> Consegna A
Rispondi in base al brano:
(i) Quale periodo copre il bando triennale assegnato a Nova Entra?
(ii) Quanti cani come minimo doveva ricoverare chi vinceva il bando?
(iii) Quanti animali ospitavano già le strutture alla data della gara?
> Consegna B
Indica se ciascuna affermazione concorda con il brano, rispondendo sì o no e citando le parole decisive:
(i) Il bando porta la data del 26 febbraio 2013.
(ii) Secondo Bongiorno, le strutture potevano accogliere 600 animali.
(iii) Nova Entra non riesce ad aggiudicarsi il bando.

> Brano
----

Il presidente di Nova Entra dunque sarebbe stato costretto ad accettare i nuovi ingressi da parte del Comune di Catania. L’altra zampa però, richiamando l’informativa di polizia agli atti dell’indagine, accusa il veterinario di «furba precostituzione di alibi» e ripercorre le tappe che portarono all’assegnazione del bando triennale 2012-2014 a Nova Entra. Il bando, datato 26 febbraio 2013, prevedeva il ricovero di minimo 600 cani. Nell’istanza di partecipazione Bongiorno dichiara che le strutture alle quali fa riferimento possono accogliere 790 animali e che, alla data di celebrazione della gara, le stesse ne ospitano già 630. «Dunque – sottolinea L’altra zampa – la disponibilità era di soli 160 posti. Appare dunque ovvio che sarebbe stato impossibile soddisfare i requisiti del bando». Che tuttavia si aggiudica.

----

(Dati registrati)

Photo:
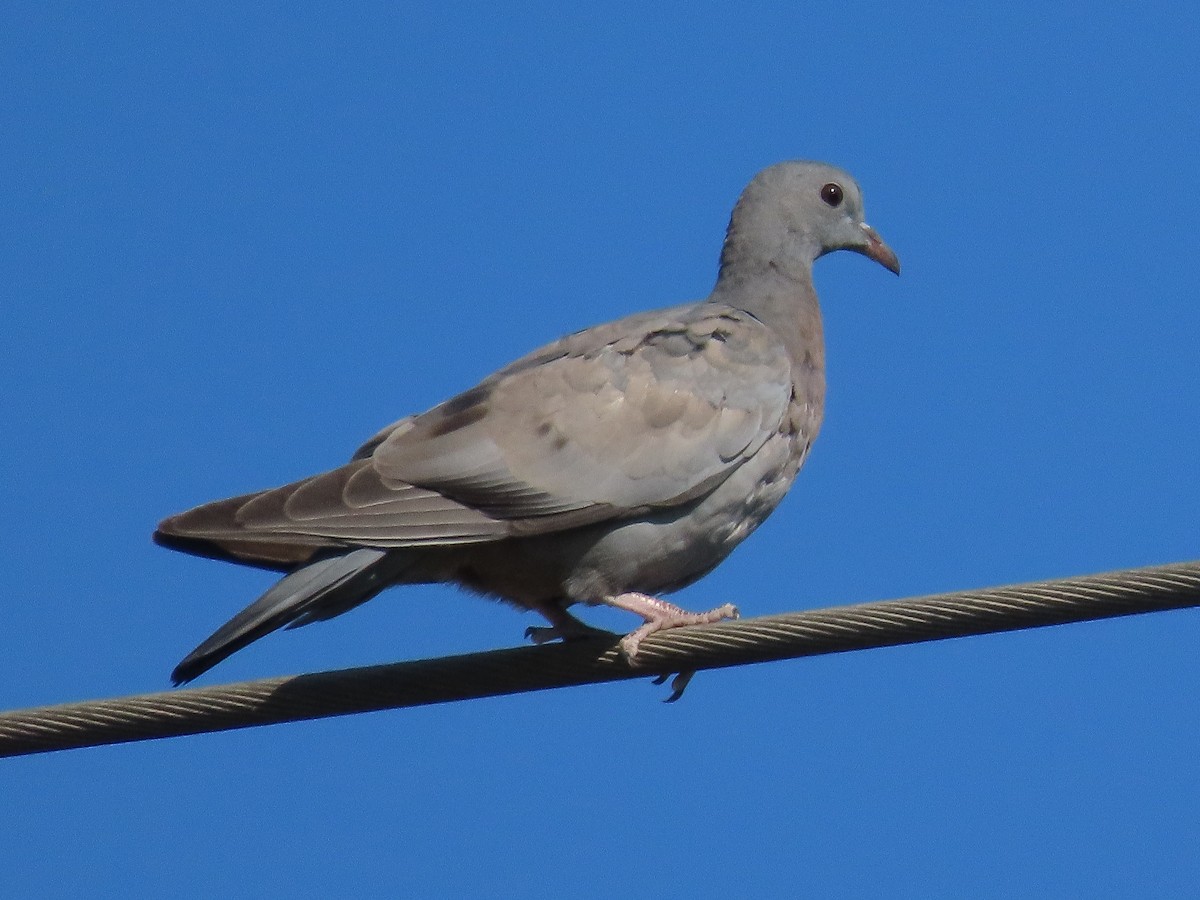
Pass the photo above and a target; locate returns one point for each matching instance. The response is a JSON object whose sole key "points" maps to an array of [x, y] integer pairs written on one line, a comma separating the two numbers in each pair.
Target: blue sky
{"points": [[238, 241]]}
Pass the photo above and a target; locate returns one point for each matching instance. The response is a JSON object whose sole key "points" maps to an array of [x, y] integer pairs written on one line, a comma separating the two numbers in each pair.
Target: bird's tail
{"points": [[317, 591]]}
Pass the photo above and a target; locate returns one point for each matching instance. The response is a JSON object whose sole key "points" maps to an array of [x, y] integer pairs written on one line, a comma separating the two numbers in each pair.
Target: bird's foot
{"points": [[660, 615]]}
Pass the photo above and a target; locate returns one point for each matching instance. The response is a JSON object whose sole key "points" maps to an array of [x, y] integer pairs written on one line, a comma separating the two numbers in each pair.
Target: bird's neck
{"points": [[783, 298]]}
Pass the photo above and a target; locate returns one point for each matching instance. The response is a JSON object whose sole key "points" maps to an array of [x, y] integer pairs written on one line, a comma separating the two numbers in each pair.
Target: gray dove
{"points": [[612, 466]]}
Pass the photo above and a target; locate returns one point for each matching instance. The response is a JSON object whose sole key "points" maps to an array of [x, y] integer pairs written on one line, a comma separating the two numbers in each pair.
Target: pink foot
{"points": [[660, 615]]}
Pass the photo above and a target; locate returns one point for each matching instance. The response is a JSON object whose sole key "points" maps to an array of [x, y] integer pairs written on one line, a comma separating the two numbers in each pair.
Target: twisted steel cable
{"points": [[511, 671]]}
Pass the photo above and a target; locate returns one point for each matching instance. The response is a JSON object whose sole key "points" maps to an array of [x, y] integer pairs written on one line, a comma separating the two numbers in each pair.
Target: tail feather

----

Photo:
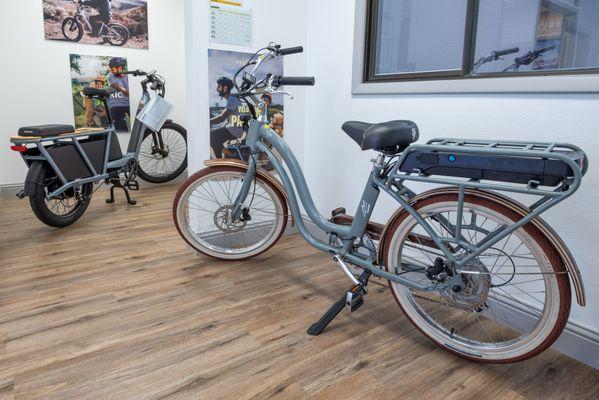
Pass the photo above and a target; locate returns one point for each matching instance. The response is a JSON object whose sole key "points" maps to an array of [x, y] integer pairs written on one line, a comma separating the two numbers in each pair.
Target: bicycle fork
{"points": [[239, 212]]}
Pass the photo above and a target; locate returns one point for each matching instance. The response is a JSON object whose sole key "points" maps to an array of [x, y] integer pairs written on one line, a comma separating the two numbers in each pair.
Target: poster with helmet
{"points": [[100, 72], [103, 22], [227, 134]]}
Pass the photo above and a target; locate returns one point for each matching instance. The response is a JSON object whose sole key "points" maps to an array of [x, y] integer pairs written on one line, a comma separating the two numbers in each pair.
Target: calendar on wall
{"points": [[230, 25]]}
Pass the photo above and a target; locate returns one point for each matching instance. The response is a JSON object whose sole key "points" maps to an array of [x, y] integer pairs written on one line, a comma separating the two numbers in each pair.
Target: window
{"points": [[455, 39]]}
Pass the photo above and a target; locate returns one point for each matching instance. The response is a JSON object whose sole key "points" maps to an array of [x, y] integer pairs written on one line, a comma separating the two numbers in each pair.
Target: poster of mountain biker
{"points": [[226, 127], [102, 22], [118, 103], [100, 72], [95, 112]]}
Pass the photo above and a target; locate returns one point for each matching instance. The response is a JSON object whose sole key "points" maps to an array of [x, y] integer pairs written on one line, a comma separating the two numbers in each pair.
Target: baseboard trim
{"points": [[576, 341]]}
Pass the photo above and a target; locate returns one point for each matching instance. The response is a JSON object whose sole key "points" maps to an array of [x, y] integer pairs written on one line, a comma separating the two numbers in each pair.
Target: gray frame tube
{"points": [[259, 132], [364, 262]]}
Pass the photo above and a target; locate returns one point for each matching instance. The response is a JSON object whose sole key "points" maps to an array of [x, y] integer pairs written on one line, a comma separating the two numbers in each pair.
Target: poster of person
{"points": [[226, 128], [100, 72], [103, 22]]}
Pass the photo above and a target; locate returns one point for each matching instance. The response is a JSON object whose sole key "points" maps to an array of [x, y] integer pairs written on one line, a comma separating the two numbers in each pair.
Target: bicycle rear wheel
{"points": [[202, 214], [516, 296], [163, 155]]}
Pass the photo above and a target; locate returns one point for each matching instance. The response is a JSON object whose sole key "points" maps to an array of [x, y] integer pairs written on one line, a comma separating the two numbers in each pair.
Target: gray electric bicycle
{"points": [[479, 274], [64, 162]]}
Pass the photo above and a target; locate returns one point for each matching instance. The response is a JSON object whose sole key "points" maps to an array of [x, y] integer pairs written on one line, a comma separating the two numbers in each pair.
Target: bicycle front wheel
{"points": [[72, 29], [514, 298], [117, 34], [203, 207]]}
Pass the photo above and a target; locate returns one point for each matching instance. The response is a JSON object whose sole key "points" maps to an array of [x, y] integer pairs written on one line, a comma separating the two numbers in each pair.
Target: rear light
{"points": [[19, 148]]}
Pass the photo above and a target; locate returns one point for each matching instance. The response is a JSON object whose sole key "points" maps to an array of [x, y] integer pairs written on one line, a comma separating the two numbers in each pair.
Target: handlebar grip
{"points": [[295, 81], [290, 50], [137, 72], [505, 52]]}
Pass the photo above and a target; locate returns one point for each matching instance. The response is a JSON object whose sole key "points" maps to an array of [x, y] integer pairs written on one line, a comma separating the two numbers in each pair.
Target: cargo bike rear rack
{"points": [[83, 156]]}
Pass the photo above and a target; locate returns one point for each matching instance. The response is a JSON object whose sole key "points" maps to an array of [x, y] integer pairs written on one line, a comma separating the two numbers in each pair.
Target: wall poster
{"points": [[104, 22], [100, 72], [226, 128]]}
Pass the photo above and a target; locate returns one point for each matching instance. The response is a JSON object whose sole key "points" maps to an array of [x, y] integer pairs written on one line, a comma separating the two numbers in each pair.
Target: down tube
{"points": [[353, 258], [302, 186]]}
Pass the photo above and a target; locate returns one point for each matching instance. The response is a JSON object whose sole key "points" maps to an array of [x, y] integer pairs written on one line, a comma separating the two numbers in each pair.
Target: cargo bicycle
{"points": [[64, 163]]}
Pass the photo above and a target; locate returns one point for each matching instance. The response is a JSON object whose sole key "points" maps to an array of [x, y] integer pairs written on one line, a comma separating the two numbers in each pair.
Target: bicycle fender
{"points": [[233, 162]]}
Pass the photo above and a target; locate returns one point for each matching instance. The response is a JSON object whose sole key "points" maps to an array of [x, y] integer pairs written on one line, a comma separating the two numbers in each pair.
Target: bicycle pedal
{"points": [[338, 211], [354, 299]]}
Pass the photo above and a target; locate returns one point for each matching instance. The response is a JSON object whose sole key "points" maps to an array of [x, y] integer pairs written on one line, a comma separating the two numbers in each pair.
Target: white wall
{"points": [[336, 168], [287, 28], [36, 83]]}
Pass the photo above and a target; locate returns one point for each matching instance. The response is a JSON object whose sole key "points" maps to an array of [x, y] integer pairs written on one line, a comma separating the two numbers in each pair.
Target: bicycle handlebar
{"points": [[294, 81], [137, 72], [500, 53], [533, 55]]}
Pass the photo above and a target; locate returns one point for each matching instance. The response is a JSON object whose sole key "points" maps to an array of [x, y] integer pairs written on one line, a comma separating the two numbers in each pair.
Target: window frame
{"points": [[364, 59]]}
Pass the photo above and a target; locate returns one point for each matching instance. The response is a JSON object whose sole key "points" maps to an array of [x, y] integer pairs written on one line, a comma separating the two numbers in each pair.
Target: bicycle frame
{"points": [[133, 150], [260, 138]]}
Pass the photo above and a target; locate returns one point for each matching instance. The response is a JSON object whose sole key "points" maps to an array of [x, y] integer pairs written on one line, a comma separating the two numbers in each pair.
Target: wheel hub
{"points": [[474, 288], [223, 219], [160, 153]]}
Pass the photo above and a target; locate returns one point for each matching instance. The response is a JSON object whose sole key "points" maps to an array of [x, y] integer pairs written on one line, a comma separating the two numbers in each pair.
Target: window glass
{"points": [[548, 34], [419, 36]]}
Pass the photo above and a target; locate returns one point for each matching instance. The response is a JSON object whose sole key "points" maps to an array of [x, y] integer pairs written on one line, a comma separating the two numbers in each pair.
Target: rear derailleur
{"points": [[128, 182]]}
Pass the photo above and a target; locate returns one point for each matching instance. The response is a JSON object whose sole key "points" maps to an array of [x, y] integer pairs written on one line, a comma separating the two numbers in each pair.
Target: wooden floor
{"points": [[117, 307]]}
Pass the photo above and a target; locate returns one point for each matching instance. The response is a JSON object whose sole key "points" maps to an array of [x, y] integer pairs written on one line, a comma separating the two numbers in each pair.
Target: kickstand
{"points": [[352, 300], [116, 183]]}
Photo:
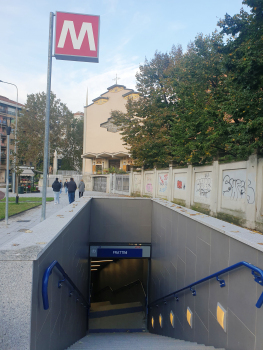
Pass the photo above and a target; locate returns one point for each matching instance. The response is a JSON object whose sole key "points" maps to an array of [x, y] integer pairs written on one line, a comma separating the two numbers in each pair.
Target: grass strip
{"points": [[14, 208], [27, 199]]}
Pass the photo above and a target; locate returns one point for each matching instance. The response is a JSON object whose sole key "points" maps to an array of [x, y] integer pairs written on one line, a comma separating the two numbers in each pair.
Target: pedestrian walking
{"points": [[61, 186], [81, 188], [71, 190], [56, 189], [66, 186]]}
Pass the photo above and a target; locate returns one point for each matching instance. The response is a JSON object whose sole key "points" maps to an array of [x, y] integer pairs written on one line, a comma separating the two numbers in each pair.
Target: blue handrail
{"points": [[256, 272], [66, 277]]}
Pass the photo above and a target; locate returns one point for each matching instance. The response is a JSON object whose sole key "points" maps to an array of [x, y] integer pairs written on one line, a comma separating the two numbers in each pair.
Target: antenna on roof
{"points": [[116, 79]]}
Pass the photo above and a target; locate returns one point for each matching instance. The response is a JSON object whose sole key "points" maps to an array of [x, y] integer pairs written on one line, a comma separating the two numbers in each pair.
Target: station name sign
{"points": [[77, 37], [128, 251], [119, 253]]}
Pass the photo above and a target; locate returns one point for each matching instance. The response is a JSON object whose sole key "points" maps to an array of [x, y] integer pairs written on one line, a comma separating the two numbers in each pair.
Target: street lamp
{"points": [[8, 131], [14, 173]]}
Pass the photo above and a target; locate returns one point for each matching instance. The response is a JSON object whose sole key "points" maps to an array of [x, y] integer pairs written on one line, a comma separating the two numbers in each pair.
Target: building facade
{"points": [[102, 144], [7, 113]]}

----

> Risultato A
(i) Il periodo 2012-2014.
(ii) Almeno 600 cani.
(iii) 630 animali.

> Risultato B
(i) Sì: «Il bando, datato 26 febbraio 2013».
(ii) No: «possono accogliere 790 animali».
(iii) No: «Che tuttavia si aggiudica».